* **Required tasks**
a) Answer these questions using the page on bulk CSV import in Vapor:
(i) What three problems does calling .save() in a loop cause?
(ii) Which schema does the model.space parameter default to?
(iii) How much faster than individual inserts is COPY said to be?
b) Repeat the portion of the page on bulk CSV import in Vapor from "In backend applications" up to and including "multiple individual transactions.".

* **Source excerpt**
Copy From

Jorge putting a bunch of sneakers into a closet all at once.

Table of contents


Problem

In backend applications with Vapor, when we need to insert large volumes of data into the database (initial migrations, catalog imports, bulk loading from external APIs), using .save() in a loop generates multiple individual transactions.

This results in:

  • High latency: each insert opens/closes connection and transaction overhead.
  • Poor throughput: doesn’t leverage the database engine’s bulk insertion capabilities.
  • Timeout risk: slow operations that may fail in environments with time constraints.

For mass import scenarios (thousands or millions of records), we need a bulk insert strategy that leverages native PostgreSQL capabilities.


Solution

We extend Database with a function that executes PostgreSQL’s COPY command, allowing us to import CSV files directly from the file system into the table schema.

extension Database {
    func importCSV(
        _ model: any Model.Type,
        file: PathEnum
        ) async throws {
        let query = SQLQueryString(
            """
            COPY \"\(unsafeRaw: model.space ?? "public")\".
            \"\(unsafeRaw: model.schema)\"
            FROM '\(unsafeRaw: file.rawValue)'
            WITH (FORMAT csv, HEADER true, DELIMITER ',',
            QUOTE '"', ESCAPE '"', NULL '')
            """
        )

        try await self.sqlDatabase
            .raw(query).run()
    }
}

Key points:

  • Uses PostgreSQL’s COPY, the fastest method for bulk insert from files.
  • The model.space parameter supports custom schemas (defaults to “public”).
  • model.schema automatically gets the table name from the Fluent model.
  • Standard CSV configuration: headers, delimiters, and null value handling.
  • Uses unsafeRaw for direct interpolation in the SQL query.

Result

private func importRegions() async throws {
    try await db.importCSV(
        RegionModel.self,
        file: .LocationFile("regions", .csv)
    )
}

Benefits of this approach:

🚀 Extreme performance: COPY is up to 10-100x faster than individual inserts.

📦 Atomic transaction: the entire import happens in a single operation, guaranteeing consistency.

💾 Resource efficiency: minimizes memory usage and database connections.

🔧 Native integration: leverages optimized PostgreSQL engine capabilities.

📊 Scalability: allows importing millions of records without significant degradation.


Notes

This implementation uses COPY … FROM with file system files. There is currently an open issue in Vapor to implement native support for COPY … FROM STDIN, which would allow performing bulk inserts directly from memory without intermediate files.

I’m actively monitoring this issue to integrate this functionality when available, which will provide an even more flexible and efficient API for mass import operations.

If you also need the reverse operation — exporting data from PostgreSQL to CSV files — I covered that in Copy To.

Keep coding, keep running 🏃‍♂️

* **Record list**
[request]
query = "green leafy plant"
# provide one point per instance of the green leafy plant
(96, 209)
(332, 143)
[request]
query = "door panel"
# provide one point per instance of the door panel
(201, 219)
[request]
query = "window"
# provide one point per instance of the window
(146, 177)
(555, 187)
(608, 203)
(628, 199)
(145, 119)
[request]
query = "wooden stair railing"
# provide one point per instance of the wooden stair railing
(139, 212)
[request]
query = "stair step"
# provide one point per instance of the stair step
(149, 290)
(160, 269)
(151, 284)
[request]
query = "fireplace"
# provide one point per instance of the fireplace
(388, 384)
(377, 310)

---

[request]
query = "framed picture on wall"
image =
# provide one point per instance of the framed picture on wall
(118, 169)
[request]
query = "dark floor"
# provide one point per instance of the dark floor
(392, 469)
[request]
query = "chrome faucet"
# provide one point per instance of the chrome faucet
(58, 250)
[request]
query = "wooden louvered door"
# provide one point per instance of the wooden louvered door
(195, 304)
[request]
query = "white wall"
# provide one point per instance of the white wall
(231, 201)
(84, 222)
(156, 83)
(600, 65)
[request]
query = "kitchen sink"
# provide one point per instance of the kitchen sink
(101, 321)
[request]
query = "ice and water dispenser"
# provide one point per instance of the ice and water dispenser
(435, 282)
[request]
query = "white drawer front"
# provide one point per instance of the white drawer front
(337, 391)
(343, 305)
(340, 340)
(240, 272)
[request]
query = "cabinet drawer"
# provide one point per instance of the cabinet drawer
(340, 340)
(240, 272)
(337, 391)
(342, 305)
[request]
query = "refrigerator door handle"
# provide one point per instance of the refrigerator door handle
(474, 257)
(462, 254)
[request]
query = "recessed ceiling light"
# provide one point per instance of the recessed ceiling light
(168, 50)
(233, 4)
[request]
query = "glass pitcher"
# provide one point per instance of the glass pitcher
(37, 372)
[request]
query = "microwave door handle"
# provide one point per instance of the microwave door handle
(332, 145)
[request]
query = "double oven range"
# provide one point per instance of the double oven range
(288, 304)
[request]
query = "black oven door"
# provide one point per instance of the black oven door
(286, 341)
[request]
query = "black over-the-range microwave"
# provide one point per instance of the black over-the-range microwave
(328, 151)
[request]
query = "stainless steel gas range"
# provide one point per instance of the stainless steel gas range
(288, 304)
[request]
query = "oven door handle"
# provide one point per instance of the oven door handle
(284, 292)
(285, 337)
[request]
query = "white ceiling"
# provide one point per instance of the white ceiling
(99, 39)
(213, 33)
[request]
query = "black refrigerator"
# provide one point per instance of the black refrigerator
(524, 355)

---

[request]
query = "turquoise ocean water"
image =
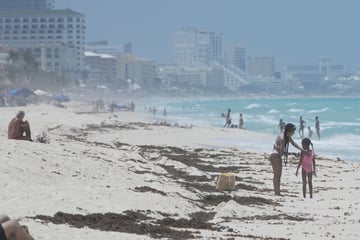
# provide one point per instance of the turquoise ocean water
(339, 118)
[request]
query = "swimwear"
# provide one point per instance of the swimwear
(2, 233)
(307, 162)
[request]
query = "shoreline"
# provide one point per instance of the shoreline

* **Answers by task**
a)
(i) High latency, poor throughput, and timeout risk.
(ii) "public"
(iii) Up to 10-100x faster.

b)
In backend applications with Vapor, when we need to insert large volumes of data into the database (initial migrations, catalog imports, bulk loading from external APIs), using .save() in a loop generates multiple individual transactions.